Recorded data
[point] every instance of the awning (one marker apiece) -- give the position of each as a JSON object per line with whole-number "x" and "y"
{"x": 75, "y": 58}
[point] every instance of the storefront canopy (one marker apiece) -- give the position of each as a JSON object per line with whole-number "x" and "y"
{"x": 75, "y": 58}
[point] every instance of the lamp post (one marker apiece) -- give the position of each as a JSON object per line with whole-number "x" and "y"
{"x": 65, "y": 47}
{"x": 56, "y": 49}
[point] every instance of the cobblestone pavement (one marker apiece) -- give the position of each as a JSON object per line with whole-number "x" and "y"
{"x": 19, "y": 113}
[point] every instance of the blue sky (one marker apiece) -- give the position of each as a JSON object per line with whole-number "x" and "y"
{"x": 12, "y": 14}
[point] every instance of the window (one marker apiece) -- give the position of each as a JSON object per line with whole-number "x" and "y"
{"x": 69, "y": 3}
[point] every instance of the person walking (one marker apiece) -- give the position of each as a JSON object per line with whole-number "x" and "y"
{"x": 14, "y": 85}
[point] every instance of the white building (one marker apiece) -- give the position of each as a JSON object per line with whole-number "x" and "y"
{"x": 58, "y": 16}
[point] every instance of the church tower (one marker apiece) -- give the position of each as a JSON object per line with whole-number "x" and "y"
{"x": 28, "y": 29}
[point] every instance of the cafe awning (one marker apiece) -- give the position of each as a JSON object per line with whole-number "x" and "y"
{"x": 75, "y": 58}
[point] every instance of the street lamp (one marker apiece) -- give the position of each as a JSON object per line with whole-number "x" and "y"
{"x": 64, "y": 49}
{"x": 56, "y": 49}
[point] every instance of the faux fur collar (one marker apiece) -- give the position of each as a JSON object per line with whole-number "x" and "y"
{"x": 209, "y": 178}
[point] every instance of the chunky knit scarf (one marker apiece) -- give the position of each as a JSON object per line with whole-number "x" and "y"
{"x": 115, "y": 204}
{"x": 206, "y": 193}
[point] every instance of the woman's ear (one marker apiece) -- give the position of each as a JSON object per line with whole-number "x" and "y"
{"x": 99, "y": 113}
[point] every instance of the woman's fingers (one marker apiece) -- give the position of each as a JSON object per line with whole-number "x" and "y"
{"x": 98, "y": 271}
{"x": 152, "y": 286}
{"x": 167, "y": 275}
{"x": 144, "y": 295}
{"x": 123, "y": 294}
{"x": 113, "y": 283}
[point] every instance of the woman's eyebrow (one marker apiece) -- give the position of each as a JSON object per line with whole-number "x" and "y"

:: Problem description ::
Once you have read the entries above, copy them out exactly as they were given.

:: Solution for this task ::
[point] every instance of the awning (one marker apiece) -- give the position of each as a JSON object per line with whole-number "x" and "y"
{"x": 75, "y": 58}
[point] every instance of the storefront canopy (one marker apiece) -- give the position of each as a JSON object per line with whole-number "x" and "y"
{"x": 75, "y": 58}
[point] every instance of the lamp post (one marker apiece) -- give the position of each as a JSON object per line with whole-number "x" and "y"
{"x": 65, "y": 47}
{"x": 56, "y": 49}
[point] every instance of the cobblestone pavement (one marker apiece) -- give the position of each as a JSON object per line with whole-number "x" and "y"
{"x": 19, "y": 113}
[point] every instance of the blue sky (one marker apiece) -- give the position of each as a JSON object per line with whole-number "x" and "y"
{"x": 12, "y": 14}
[point] every instance of the window (one marker apiece) -- give the position of each as a JSON object per line with whole-number "x" and "y"
{"x": 69, "y": 3}
[point] every instance of the person walking (one marker apiece) -- give the position of each as a JSON object per line with whole-number "x" and "y"
{"x": 14, "y": 85}
[point] every instance of the white building (one marker apiece) -- give the position of each as a JSON object per line with whole-number "x" and "y"
{"x": 58, "y": 16}
[point] every instance of the church tower (one marker apiece) -- give the position of each as a JSON object per line with whole-number "x" and "y"
{"x": 28, "y": 29}
[point] every instance of the cafe awning (one marker apiece) -- give the position of each as a JSON object per line with whole-number "x" and "y"
{"x": 75, "y": 58}
[point] every instance of the street lamp (one marker apiece) -- give the position of each as a JSON object per line with whole-number "x" and "y"
{"x": 64, "y": 49}
{"x": 56, "y": 49}
[point] every instance of the faux fur collar (one marker apiece) -- give the position of each as a JSON object per line with whole-number "x" and "y"
{"x": 209, "y": 178}
[point] every instance of the chunky knit scarf (one marker apiece) -- give the position of each as a JSON object per line with whole-number "x" and "y"
{"x": 115, "y": 204}
{"x": 206, "y": 193}
[point] every instance of the woman's ear (one marker apiece) -- give the position of each as a JSON object per line with whole-number "x" and "y"
{"x": 99, "y": 113}
[point] every instance of the woman's fingers (one marker apiece) -- give the position of each as a JSON object per line with whole-number "x" and "y"
{"x": 98, "y": 271}
{"x": 152, "y": 286}
{"x": 167, "y": 275}
{"x": 144, "y": 295}
{"x": 123, "y": 294}
{"x": 113, "y": 283}
[point] every instance of the woman's eyebrow (one marker apiece) -- give the position of each as a JSON object per line with whole-number "x" and "y"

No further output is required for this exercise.